- [SOAL YANG DIKERJAKAN]:
**1.** Menurut bacaan tentang Susi, dengan siapa ia pernah bersitegang di antara atasannya sendiri?
**2.** Berdasarkan bacaan tentang Susi, jelaskan mengapa sikap anti-kompromi dinilai tidak tepat bila diterapkan dalam pemerintahan.
**3.** Lanjutkan bacaan tentang Susi setelah kalimat terakhirnya.

- [BAGIAN DOKUMEN]:
==============================

Persona yang tidak biasa dan jauh dari gambaran seorang pejabat tinggi di Indonesia tersebut memang sangat disukai oleh masyarakat umum, namun berkontribusi pada pengasingannya di dalam dan luar kementerian.
Selain membuat dirinya terasing, gaya kepemimpinannya yang keras dan anti-kompromi itu nyatanya juga kerap menimbulkan polemik tersendiri. Hal ini diakui sendiri oleh Susi yang mengaku lebih memilih mengikuti prinsip yang dianggapnya benar daripada mengikuti apa kata atasan, sekalipun itu dianggap keras kepala.
Sikap ini lah yang sepertinya menjadi penyebab dirinya pernah bersitegang dengan atasannya sendiri, yakni Menteri Koordinator Bidang Kemaritiman, Luhut Binsar Pandjaitan.
Amy Gutmann dan Dennis Thompson dalam tulisan mereka yang berjudul The Mindsets of Political Compromise mengatakan bahwa sikap anti-kompromi, seperti yang ditunjukkan Susi, memang menguntungkan dalam kampanye politik, namun tidak tepat jika diterapkan dalam pemerintahan.
Hal ini dikarenakan sikap anti-kompromi dapat menghalangi perubahan yang diperlukan. Selain itu sikap tersebut juga berpotensi menghalangi seorang politikus dalam mengenali peluang yang diinginkan ataupun risiko yang ingin dihindari.
Dengan memperhatikan hal tersebut, kiranya dapat dikatakan bahwa kans Susi untuk menjabat kembali sebagai MenKP memang kecil. Selain karena kepribadiannya yang kerap menimbulkan polemik, sikap Presiden Jokowi yang kini cenderung tak lagi mempertimbangkan opini publik dalam pengambilan kebijakan juga semakin menutup peluang Susi untuk comeback ke kabinet.

==============================

- [KUTIPAN DATA]:
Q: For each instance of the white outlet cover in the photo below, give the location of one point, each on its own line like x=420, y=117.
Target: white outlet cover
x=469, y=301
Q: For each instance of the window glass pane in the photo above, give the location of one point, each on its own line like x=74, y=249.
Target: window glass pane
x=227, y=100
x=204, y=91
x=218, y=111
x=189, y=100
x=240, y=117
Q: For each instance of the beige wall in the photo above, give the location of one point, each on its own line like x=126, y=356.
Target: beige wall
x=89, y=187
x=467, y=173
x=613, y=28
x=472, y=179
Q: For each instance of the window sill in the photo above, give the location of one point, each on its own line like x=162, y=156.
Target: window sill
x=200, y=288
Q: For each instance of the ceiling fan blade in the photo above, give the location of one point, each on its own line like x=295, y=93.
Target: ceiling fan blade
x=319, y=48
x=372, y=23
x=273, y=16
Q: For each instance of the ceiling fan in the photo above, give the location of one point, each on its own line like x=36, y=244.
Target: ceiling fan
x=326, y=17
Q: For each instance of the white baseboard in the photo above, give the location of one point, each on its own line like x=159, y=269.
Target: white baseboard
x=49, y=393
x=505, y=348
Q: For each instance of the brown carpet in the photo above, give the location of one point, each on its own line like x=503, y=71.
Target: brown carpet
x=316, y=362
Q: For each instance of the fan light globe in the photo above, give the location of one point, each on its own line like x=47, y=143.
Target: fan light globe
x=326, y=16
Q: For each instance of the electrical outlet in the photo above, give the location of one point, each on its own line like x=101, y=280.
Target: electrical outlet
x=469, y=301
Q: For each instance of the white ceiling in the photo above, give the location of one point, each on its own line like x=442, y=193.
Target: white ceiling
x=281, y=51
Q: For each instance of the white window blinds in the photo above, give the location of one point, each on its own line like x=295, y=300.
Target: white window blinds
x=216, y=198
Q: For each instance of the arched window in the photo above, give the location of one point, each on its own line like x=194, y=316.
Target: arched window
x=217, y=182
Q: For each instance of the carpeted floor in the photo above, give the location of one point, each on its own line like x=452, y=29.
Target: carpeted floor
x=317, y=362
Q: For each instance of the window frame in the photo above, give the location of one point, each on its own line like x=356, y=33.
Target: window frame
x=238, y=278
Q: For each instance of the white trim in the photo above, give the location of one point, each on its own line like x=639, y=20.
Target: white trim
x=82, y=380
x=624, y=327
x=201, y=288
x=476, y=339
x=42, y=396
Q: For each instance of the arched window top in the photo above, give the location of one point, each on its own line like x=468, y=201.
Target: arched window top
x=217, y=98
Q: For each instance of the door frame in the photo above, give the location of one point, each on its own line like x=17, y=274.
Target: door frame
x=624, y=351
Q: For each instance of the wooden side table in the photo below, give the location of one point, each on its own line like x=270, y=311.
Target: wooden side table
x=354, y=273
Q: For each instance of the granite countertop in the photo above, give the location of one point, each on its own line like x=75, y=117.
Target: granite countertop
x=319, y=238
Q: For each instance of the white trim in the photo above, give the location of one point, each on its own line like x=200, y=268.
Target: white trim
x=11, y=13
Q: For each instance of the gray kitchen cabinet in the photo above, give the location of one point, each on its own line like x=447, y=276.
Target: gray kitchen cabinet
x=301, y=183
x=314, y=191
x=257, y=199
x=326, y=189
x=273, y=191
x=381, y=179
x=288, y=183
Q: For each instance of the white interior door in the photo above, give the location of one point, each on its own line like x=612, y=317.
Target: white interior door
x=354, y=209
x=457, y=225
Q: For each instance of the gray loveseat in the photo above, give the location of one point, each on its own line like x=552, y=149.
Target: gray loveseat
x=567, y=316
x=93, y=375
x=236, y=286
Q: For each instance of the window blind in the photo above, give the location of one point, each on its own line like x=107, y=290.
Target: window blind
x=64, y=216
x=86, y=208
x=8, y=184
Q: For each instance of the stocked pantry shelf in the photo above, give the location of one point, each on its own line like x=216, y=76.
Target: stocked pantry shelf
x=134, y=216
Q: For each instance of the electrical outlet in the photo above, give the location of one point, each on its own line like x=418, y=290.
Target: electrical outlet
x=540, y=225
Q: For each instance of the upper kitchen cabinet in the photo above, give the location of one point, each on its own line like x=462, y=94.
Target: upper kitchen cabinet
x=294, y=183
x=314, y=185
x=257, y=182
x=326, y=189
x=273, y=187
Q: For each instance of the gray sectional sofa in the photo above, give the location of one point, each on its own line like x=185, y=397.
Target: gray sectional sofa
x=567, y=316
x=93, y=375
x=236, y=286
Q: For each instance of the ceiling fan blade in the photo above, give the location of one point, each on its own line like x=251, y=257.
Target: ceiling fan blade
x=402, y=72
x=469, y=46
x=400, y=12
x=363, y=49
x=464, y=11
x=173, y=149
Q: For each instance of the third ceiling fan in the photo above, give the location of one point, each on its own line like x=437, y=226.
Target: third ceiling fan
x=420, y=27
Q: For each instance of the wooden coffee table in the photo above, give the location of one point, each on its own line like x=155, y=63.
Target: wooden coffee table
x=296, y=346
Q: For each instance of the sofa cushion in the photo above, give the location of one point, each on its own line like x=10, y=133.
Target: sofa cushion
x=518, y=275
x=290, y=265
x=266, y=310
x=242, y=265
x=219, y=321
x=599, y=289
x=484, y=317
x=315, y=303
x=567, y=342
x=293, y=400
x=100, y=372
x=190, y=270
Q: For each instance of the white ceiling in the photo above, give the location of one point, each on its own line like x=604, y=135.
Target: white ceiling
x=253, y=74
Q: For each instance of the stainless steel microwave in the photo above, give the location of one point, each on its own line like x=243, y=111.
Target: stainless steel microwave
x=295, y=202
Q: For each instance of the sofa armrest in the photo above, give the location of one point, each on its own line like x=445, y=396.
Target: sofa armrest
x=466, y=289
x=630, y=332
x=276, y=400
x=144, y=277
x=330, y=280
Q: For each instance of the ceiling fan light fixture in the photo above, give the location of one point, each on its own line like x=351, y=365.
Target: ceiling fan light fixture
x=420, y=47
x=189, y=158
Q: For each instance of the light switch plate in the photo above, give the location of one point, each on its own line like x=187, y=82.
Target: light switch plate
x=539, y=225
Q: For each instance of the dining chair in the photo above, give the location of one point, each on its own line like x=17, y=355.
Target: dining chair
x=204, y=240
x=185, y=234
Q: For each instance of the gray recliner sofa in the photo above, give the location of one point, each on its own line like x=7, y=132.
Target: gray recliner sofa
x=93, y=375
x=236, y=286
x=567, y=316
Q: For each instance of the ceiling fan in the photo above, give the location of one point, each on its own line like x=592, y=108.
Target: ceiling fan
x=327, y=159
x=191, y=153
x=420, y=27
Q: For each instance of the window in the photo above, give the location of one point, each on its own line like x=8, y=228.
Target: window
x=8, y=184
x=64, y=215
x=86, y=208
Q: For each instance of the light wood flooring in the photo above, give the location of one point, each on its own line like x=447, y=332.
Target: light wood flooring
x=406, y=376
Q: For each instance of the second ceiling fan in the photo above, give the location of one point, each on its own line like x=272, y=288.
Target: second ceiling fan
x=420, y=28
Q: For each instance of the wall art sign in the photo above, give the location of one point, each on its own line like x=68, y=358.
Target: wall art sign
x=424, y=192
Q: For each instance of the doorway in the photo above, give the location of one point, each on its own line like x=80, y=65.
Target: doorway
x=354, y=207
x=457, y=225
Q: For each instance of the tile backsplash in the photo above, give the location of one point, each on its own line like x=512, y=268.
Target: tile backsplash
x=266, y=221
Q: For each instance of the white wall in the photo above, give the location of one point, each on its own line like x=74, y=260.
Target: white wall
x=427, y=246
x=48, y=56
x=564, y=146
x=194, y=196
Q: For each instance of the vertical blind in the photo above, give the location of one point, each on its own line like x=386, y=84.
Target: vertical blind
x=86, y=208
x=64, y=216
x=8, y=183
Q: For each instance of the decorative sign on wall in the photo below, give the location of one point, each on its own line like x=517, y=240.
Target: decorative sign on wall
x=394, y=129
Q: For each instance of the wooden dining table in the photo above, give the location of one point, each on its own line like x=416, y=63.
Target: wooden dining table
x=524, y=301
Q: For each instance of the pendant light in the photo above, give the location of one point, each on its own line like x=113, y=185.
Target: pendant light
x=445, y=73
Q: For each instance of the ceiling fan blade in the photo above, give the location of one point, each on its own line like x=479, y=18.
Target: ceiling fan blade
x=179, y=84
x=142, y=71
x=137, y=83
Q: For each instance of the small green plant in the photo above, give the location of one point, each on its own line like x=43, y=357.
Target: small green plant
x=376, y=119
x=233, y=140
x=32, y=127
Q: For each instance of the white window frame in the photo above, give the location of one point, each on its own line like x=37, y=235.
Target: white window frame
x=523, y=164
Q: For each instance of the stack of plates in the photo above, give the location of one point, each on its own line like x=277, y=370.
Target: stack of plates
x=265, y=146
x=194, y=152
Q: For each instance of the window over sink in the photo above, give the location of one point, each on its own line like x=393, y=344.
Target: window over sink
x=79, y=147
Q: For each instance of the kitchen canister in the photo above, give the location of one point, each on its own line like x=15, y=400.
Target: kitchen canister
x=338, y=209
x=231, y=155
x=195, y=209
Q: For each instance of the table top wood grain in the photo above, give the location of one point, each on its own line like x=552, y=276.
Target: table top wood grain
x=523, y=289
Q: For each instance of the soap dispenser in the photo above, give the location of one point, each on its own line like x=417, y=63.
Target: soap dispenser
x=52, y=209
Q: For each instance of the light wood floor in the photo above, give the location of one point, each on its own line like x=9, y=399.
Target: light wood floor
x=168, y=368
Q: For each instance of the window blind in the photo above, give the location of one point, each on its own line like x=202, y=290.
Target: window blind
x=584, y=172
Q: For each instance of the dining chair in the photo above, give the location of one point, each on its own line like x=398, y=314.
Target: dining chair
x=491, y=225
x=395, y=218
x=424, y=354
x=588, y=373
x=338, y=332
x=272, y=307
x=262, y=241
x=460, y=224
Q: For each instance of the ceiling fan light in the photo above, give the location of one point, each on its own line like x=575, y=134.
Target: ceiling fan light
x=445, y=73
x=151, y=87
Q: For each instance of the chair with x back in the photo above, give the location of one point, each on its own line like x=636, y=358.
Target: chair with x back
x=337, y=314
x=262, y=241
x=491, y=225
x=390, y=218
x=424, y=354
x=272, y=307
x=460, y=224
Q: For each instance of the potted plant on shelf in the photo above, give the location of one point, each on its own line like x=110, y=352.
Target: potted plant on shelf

==============================

- [JAWABAN BERURUTAN]:
**1.** Menteri Koordinator Bidang Kemaritiman, Luhut Binsar Pandjaitan.

**2.** Sikap anti-kompromi dapat menghalangi perubahan yang diperlukan. Selain itu, sikap tersebut berpotensi menghalangi seorang politikus mengenali peluang yang diinginkan ataupun risiko yang ingin dihindari.

**3.**
Lantas jika bukan Susi, siapa kira-kira sosok yang akan dipilih Presiden Jokowi untuk menggantikan Edhy Prabowo?
Kompromi Jokowi?
Perkara rasuah yang menjerat MenKP Edhy Prabowo dinilai sejumlah pihak menghadapkan Jokowi dengan sebuah ujian. Ujian yang dimaksud adalah pemilihan pengganti Edhy yang sudah menyatakan akan mundur dari kabinet.
Pengamat Politik dan Hukum Ketatanegaraan dari Universitas Sebelas Maret Surakarta (UNS), Agus Riewanto memprediksi bahwa Jokowi akan kembali menunjuk politikus Gerindra untuk mengisi posisi yang ditinggalkan Edhy. Hal ini mengacu pada komposisi menteri dalam kabinet yang cenderung kompromistis, daripada profesional.
Jika benar demikian, maka setidaknya dua nama yang kiranya berpotensi kuat menggantikan Edhy adalah Wakil Ketua Dewan Pembina Gerindra Fadli Zon, atau Sandiaga Uno.
Kans Fadli cukup besar dikarenakan kedekatannya dengan Prabowo. Ia bahkan disebut-sebut pernah direkomendasikan untuk menjadi menteri oleh Sang Ketua Umum.
Di sisi lain, Sandiaga Uno juga memiliki modal politik yang mumpuni. Selain pernah berduet dengan Prabowo di Pilpres 2019 lalu, Sandi juga merupakan sosok pengusaha yang sempat dielu-elukan oleh Jokowi akan menjadi calon kuat di Pilpres 2024 mendatang.
Di luar dari politikus Gerindra, ada sejumlah nama yang kiranya bisa jadi pertimbangan Presiden Jokowi untuk menjadi pengganti Edhy, seperti nama Gellwynn Yusuf yang merupakan kalangan profesional dan pejabat senior di Kementerian Kelautan dan Perikanan (KKP). Meski pernah dicopot Susi, namun track record Gellywnn di KKP cukup panjang. Ia tercatat pernah menjabat Dirjen Perikanan Tangkap di era kepemimpinan Presiden Susilo Bambang Yudhyono.
Kendati demikian, jika kita melihat kebiasaan Jokowi, sepertinya posisi MenKP memang masih akan dijabat oleh politikus Gerindra. Ini berkaca dari pengalaman ketika KPK menetapkan Idrus Mahram sebagai tersangka kasus korupsi, Jokowi kala itu memilih Agus Gumiwang Kartasasmita yang juga masih merupakan politikus Partai Golkar untuk mengisi posisi yang ditinggalkan Idrus.
Dengan demikian, dugaan Agus Riewanto bahwa Jokowi akan kembali berkompromi dalam menetapkan pengganti Edhy Prabowo bisa saja benar adanya.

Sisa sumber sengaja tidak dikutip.